▶ [PROBLEM] Restate every line of the material that follows, word for word.
SUPPLIED MATERIAL Block Start
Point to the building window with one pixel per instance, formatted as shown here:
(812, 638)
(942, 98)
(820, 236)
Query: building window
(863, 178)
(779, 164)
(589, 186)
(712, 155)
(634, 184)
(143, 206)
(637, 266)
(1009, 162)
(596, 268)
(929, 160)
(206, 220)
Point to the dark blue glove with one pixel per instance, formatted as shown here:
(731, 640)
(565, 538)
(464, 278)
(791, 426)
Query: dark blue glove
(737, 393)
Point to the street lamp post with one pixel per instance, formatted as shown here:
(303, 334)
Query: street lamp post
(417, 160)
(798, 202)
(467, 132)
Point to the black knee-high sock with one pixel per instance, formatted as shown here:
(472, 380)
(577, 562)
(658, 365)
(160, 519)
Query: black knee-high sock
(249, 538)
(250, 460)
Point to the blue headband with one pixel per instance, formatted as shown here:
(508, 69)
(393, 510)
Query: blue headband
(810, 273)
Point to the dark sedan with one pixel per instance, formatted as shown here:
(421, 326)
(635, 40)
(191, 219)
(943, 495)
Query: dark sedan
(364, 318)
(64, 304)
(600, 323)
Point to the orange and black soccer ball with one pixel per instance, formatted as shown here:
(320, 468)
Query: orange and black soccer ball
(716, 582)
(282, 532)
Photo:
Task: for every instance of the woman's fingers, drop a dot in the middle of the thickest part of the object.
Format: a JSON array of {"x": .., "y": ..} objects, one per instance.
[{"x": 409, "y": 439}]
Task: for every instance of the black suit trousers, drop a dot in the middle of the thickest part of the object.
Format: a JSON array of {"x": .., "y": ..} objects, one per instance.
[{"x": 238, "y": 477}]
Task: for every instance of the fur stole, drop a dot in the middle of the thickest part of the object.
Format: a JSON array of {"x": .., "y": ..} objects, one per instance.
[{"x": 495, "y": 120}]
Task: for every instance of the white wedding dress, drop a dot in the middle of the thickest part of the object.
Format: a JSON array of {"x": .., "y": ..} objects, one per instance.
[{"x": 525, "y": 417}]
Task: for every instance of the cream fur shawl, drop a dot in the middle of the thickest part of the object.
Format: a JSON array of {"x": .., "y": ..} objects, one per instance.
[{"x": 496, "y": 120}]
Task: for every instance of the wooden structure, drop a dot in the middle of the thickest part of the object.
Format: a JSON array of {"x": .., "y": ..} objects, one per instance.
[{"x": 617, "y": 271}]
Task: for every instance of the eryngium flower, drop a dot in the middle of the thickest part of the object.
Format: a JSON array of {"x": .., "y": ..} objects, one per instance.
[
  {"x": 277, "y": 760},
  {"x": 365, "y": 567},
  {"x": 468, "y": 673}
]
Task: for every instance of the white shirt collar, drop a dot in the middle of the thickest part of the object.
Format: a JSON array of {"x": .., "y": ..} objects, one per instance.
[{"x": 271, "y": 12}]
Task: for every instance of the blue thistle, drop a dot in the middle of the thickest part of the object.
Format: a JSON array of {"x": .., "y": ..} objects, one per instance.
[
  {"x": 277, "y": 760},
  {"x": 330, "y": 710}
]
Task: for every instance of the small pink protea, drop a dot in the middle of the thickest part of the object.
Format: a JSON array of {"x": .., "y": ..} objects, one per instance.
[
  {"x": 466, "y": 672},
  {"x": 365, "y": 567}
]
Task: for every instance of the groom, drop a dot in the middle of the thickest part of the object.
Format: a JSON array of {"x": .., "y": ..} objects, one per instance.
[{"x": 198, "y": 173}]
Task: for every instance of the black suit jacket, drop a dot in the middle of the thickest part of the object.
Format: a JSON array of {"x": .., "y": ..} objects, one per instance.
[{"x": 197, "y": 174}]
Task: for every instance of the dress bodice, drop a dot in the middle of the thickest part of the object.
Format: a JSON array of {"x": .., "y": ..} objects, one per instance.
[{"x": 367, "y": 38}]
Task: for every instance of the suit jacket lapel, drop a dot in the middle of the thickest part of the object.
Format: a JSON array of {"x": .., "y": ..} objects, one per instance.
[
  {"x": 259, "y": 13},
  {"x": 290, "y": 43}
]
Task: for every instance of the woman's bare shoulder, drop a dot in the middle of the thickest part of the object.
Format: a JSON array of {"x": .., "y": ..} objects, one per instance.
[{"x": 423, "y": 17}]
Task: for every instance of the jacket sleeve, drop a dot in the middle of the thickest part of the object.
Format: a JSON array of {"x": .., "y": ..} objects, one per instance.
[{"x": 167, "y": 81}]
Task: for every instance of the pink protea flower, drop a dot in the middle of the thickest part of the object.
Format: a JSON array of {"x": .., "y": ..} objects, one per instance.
SUPPLIED MATERIAL Block End
▶ [REPLY]
Point to the building window with one pixel per instance, formatted as shown here:
(812, 638)
(942, 98)
(820, 236)
Query: building window
(863, 178)
(779, 164)
(589, 186)
(712, 155)
(634, 184)
(143, 206)
(637, 266)
(1009, 162)
(596, 268)
(929, 160)
(206, 220)
Point to the dark blue glove with one pixel per instance, formatted as shown here:
(731, 640)
(565, 538)
(464, 278)
(791, 426)
Query: dark blue glove
(737, 393)
Point to the street lamp post with one pixel per instance, formatted as shown here:
(303, 334)
Query: street lamp post
(417, 160)
(798, 202)
(467, 132)
Point to the black knee-high sock with one pixel per instance, formatted as shown here:
(472, 380)
(577, 562)
(658, 365)
(160, 519)
Query: black knee-high sock
(249, 538)
(250, 460)
Point to the blue headband with one pixel per instance, formatted as shown here:
(508, 69)
(393, 510)
Query: blue headband
(810, 273)
Point to the dark sedan with one pixel per instance, formatted as shown here:
(421, 326)
(635, 40)
(191, 219)
(943, 495)
Query: dark sedan
(364, 318)
(64, 304)
(600, 323)
Point to the orange and black soccer ball with one pixel per instance, formatted as shown here:
(320, 468)
Query: orange and black soccer ball
(716, 582)
(282, 532)
Photo:
Task: for every instance of the woman's fingers, drop a dot in the middle of the thickest part of the object.
Format: a JSON array of {"x": .., "y": ..} objects, one per instance.
[{"x": 409, "y": 439}]
Task: for every instance of the black suit trousers, drop a dot in the middle of the thickest part of the object.
Format: a JSON array of {"x": .., "y": ..} objects, one per instance.
[{"x": 238, "y": 477}]
Task: for every instance of the fur stole, drop a dot in the middle of the thickest part of the object.
Format: a JSON array of {"x": .., "y": ..} objects, one per instance.
[{"x": 495, "y": 120}]
Task: for every instance of the white wedding dress, drop a dot in the middle of the thickest part of the object.
Format: a JSON array of {"x": .., "y": ..} objects, one per instance.
[{"x": 525, "y": 417}]
Task: for every instance of the cream fur shawl, drop a dot in the middle of the thickest part of the object.
Format: a JSON array of {"x": .., "y": ..} objects, one per instance.
[{"x": 496, "y": 120}]
Task: for every instance of the wooden structure, drop a dot in the middle of the thickest part of the object.
Format: a JSON array of {"x": .., "y": ..} objects, one per instance.
[{"x": 617, "y": 271}]
Task: for every instance of the eryngium flower, drop a dot in the middle of the thickest part of the object.
Format: a JSON array of {"x": .., "y": ..} objects, one per instance.
[
  {"x": 277, "y": 760},
  {"x": 365, "y": 567},
  {"x": 468, "y": 673}
]
Task: for every instance of the white shirt collar, drop a dot in the middle of the thickest part of the object.
Format: a JSON array of {"x": .., "y": ..} objects, one per instance.
[{"x": 271, "y": 12}]
Task: for every instance of the blue thistle, drop a dot in the middle of the thickest part of the object.
Format: a JSON array of {"x": .., "y": ..} objects, one per instance.
[
  {"x": 277, "y": 760},
  {"x": 330, "y": 710}
]
Task: for every instance of the small pink protea, drop a dot in the middle of the thickest part of the object.
Format: a JSON array of {"x": .., "y": ..} objects, one per instance.
[
  {"x": 466, "y": 672},
  {"x": 365, "y": 567}
]
Task: for every instance of the groom, drop a dot in the middle of the thickest part of the object.
Format: a JSON array of {"x": .., "y": ..} objects, one per instance.
[{"x": 198, "y": 173}]
Task: for every instance of the black suit jacket, drop a dot in the middle of the thickest part of the object.
Format: a JSON array of {"x": .., "y": ..} objects, one per instance.
[{"x": 197, "y": 174}]
Task: for every instance of the dress bodice, drop a dot in the middle of the thickest part of the object.
Format: a JSON array of {"x": .., "y": ..} objects, one per instance.
[{"x": 367, "y": 38}]
Task: for every instance of the suit jacket lapel, drop a dot in the middle of the thickest part of the object.
Format: a JSON array of {"x": .., "y": ..} objects, one per instance.
[
  {"x": 259, "y": 13},
  {"x": 290, "y": 43}
]
Task: for every instance of the woman's bare shoulder, drop a dot in the middle of the thickest part of the object.
Format: a JSON array of {"x": .., "y": ..} objects, one per instance.
[{"x": 423, "y": 17}]
Task: for every instance of the jacket sleeve, drop a dot in the middle of the thickest part of the object.
Format: a JSON array of {"x": .., "y": ..} objects, one per instance.
[{"x": 167, "y": 81}]
Task: for every instance of the pink protea flower, drop a dot in the middle of the thickest part of the object.
Format: a JSON array of {"x": .., "y": ..} objects, one per instance.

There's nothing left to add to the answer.